Write the line that includes "Extract gold chain link from the image above." and all subsequent lines, exactly as written, and nothing more.
-- start of Listed records --
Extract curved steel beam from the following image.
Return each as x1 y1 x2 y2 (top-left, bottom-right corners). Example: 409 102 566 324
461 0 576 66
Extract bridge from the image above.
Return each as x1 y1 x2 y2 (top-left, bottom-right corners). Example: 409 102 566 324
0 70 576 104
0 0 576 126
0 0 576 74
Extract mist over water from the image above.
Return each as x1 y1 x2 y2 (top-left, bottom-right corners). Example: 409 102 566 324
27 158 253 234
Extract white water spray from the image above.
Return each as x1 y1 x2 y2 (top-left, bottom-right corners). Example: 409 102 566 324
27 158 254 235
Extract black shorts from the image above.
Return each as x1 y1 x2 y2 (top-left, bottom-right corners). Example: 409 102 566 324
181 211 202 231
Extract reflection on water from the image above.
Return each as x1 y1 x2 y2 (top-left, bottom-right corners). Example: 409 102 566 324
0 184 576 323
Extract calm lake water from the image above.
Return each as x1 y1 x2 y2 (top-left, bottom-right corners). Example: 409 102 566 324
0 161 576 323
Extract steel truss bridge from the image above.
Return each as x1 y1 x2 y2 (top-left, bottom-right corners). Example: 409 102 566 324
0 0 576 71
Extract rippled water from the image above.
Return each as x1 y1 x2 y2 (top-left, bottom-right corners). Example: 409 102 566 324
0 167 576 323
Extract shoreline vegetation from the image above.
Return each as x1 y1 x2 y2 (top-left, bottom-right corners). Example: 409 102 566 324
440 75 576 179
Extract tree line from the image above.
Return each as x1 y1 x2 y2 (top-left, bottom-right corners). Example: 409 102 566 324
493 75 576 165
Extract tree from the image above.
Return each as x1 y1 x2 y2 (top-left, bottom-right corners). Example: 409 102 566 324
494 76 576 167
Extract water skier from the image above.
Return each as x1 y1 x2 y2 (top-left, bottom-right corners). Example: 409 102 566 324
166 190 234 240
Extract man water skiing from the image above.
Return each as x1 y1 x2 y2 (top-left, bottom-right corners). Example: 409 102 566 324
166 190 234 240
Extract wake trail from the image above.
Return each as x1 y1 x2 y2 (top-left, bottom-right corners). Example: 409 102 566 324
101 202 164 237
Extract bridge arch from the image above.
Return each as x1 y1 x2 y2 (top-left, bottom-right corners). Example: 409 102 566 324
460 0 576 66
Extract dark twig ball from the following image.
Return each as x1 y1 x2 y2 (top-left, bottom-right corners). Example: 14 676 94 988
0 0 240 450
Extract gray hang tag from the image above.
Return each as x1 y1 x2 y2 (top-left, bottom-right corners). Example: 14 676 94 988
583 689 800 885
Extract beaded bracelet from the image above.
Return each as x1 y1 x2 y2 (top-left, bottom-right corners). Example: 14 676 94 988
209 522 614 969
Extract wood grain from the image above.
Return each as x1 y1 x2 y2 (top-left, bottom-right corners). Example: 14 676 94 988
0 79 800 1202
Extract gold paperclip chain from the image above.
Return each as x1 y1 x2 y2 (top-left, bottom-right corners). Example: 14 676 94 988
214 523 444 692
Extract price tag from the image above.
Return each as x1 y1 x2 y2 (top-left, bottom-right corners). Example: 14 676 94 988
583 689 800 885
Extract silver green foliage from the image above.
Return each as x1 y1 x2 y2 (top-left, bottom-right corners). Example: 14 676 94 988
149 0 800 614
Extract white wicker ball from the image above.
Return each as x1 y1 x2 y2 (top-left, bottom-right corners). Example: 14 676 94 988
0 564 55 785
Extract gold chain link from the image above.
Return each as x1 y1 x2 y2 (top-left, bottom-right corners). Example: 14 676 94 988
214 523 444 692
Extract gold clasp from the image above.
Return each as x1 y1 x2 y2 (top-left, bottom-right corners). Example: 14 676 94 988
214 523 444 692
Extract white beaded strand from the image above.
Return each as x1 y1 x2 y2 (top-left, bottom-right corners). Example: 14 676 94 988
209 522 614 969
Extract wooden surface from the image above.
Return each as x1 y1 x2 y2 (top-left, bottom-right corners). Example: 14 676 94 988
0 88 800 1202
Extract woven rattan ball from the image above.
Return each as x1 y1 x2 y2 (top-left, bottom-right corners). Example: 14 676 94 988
-- end of Listed records --
* Answer to the task:
Extract gold chain link from the image above.
Return each as x1 y1 x2 y2 (top-left, bottom-right corners). Example: 14 676 94 988
214 523 444 692
Extract gold clasp from the image above.
Return each as x1 y1 x2 y2 (top-left, bottom-right corners). Example: 14 676 94 988
214 523 444 692
Extract white beaded strand from the image above.
Return each as x1 y1 x2 y2 (top-left, bottom-right corners). Example: 14 676 94 988
209 522 614 969
Extract wooden surface from the image above.
Return each as x1 y1 x2 y2 (top-left, bottom-right corners). Example: 14 676 94 988
0 88 800 1202
Extract woven rattan ball from the image above.
Return each as x1 y1 x2 y2 (top-left, bottom-right corners). Example: 14 676 94 988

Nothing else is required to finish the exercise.